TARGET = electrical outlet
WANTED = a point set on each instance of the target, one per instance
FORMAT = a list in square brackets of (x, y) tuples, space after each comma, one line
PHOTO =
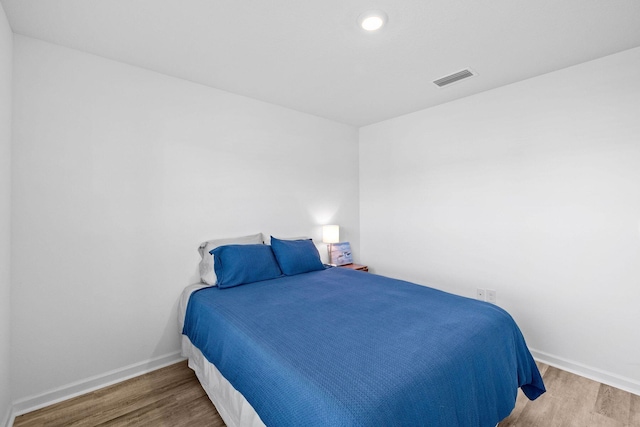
[(491, 296)]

□ □ □ □ □

▶ **Task to carry out**:
Return to the listing above and set it down exactly, leaving out its pictures.

▶ **Solution for this exercise**:
TARGET = electrical outlet
WANTED = a point set on each instance of the target, one per instance
FORMAT = a list in square brackets of (x, y) tuples, space after each comma, one line
PHOTO =
[(491, 296)]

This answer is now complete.